Aim:
Count the lines in the records below that contain the string "fence", and give only that number.

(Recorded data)
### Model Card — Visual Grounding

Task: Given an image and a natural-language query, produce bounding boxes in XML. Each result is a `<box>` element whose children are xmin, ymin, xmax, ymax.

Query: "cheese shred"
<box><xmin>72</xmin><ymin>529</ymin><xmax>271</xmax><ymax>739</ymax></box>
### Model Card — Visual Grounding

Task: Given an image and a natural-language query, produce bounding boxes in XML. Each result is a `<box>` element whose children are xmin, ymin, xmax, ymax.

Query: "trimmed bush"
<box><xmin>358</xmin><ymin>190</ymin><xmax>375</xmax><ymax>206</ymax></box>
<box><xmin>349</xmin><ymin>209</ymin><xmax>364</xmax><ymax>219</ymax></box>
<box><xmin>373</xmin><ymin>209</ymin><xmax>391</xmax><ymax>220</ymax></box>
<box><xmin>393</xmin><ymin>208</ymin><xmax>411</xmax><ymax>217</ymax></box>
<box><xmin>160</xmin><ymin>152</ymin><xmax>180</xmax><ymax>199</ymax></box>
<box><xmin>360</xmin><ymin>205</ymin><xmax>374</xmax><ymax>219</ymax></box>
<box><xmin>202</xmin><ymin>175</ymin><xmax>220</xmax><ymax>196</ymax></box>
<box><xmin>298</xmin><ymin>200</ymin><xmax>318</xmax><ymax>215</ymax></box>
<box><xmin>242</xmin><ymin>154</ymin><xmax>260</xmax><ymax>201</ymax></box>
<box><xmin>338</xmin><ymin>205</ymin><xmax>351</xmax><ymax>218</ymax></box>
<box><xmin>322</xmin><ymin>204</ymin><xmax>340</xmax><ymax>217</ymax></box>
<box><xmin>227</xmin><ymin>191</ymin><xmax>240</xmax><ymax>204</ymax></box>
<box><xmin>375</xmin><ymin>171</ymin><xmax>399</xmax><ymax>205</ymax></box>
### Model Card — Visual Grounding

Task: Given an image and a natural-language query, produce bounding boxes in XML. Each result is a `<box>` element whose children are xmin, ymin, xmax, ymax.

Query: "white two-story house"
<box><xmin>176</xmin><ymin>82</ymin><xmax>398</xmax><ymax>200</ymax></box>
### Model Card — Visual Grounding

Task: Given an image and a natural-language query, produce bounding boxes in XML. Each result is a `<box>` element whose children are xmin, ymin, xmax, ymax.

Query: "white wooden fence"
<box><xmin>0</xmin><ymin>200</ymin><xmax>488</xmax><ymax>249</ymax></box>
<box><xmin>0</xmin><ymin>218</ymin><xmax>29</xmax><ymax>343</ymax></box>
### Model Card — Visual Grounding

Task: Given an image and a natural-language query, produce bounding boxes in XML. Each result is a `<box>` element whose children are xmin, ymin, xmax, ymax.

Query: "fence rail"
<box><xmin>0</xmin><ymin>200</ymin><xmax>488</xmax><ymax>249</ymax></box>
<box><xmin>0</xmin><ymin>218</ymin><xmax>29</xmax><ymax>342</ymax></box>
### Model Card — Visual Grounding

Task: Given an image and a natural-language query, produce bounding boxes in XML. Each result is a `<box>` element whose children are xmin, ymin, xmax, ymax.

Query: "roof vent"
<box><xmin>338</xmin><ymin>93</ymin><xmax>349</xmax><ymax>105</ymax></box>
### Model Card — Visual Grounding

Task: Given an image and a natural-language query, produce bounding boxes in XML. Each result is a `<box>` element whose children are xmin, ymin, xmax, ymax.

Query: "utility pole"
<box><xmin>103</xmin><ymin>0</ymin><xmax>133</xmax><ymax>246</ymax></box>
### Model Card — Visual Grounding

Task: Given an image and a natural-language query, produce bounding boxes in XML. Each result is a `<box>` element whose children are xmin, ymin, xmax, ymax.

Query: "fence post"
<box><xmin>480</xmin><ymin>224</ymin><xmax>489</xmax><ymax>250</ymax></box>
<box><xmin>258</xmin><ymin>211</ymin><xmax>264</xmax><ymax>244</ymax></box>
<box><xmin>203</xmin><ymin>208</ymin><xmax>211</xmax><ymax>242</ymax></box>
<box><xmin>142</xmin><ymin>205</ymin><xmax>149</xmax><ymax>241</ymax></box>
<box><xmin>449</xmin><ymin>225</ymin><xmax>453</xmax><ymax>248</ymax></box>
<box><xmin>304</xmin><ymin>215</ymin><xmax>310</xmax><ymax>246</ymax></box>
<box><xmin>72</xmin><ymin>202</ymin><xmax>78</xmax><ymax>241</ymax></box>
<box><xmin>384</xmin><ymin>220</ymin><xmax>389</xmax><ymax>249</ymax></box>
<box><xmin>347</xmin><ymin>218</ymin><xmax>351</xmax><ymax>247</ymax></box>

Completed exercise:
3